Reputation: 101
How do I find a missing line in the dataframe and add a new one?
The DataFrame df
federalState hasParking Size
0 A False 154
1 A True 531
2 B False 191
3 B True 725
4 C True 54
5 D False 100
6 D True 656
For df['federalState']
the false for C
is missing
The final result should look like this
federalState hasParking Size
0 A False 154
1 A True 531
2 B False 191
3 B True 725
4 C False 89
5 C True 54
6 D False 100
7 D True 656
My code for adding the new line
df.loc[-1] = ['C', 'False' , 89] # adding a row
df.index = df.index + 1 # shifting index
df = too.sort_values(by=['federalState']) # sorting by index
But how do I find out that the line is missing? My if
-statement does not work
if ((df['federalState']=='C) and (df['hasParking']=='True')).any():
Upvotes: 1
Views: 78
Reputation: 7984
IIUC, you want to search within each lable of "federalState"
column that whether there are some missing values.
To find elements that do not have the same unique values, you can first do groupby
and then check unique elements in the hasParking
column with nunique()
.
df.groupby("federalState")["hasParking"].nunique()
federalState
A 2
B 2
C 1
D 2
Name: hasParking, dtype: int64
To check existence of a particular element in a group, you can try
df.groupby("federalState")["hasParking"].apply(lambda g: g.isin([False]).any())
federalState
A True
B True
C False # does not contain False
D True
Name: hasParking, dtype: bool
Upvotes: 1
Reputation: 862406
For chain condition use &
for and
. If hasParking
is boolean == True
should be omit.
There is difference between True
- as boolean
and 'True'
as string
, I think you need remove ''
because boolean column.
if ((data['federalState']=='C') & (data['hasParking'])).any():
#same as
#if ((data['federalState']=='C') & (data['hasParking'] == True)).any():
And for first is possible after sorting add reset_index
for default index
:
df.loc[-1] = ['C', False , 89] # adding a row
df = df.sort_values(by=['federalState']).reset_index(drop=True)
print (df)
federalState hasParking Size
0 A False 154
1 A True 531
2 B False 191
3 B True 725
4 C True 54
5 C False 89
6 D False 100
7 D True 656
print (df.dtypes)
federalState object
hasParking bool
Size int64
dtype: object
For find missing values use:
df1 = df.set_index(['federalState','hasParking'])['Size'].unstack().unstack().reset_index(name='val')
print (df1)
hasParking federalState val
0 False A 154.0
1 False B 191.0
2 False C NaN
3 False D 100.0
4 True A 531.0
5 True B 725.0
6 True C 54.0
7 True D 656.0
a = df1.loc[df1['val'].isnull(), ['federalState','hasParking']]
print (a)
federalState hasParking
2 C False
Upvotes: 3

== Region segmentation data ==

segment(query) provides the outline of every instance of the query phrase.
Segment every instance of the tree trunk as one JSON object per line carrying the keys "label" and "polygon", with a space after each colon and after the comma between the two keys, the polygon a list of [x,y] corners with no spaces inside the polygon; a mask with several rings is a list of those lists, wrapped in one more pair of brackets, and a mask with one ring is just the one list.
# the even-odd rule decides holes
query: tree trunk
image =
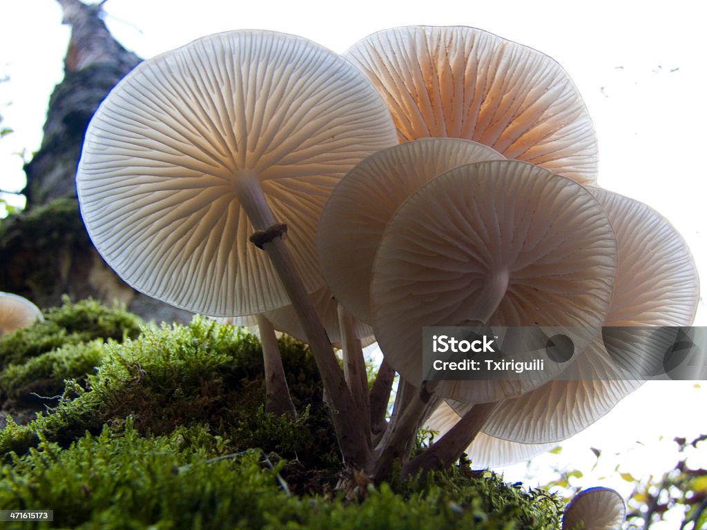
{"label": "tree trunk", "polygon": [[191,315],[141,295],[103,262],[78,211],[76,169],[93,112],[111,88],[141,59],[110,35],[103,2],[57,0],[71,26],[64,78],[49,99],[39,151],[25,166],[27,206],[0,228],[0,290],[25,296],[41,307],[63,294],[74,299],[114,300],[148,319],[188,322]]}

...

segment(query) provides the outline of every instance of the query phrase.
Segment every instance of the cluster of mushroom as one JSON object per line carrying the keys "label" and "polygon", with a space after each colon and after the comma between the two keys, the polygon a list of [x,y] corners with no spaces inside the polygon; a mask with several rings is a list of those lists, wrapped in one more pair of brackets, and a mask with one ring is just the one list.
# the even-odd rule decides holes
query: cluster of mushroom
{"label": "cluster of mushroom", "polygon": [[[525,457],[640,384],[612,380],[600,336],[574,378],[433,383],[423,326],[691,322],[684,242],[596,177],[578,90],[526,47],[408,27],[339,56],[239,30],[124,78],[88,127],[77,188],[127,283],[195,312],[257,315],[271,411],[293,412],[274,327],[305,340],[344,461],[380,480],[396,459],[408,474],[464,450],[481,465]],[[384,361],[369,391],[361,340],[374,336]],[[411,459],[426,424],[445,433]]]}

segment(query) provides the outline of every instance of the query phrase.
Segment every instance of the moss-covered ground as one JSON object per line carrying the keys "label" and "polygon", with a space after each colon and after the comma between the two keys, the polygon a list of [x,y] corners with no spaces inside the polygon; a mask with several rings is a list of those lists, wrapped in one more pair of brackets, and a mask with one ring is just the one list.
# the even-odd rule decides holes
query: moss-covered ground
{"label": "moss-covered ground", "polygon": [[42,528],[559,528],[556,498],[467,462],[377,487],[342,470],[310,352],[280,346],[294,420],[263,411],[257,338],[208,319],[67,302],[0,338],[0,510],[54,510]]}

== Written problem ==
Please name the method the first reply in the dataframe thread above applies after groupby to count the distinct hasParking values in each federalState.

== The reply ==
nunique()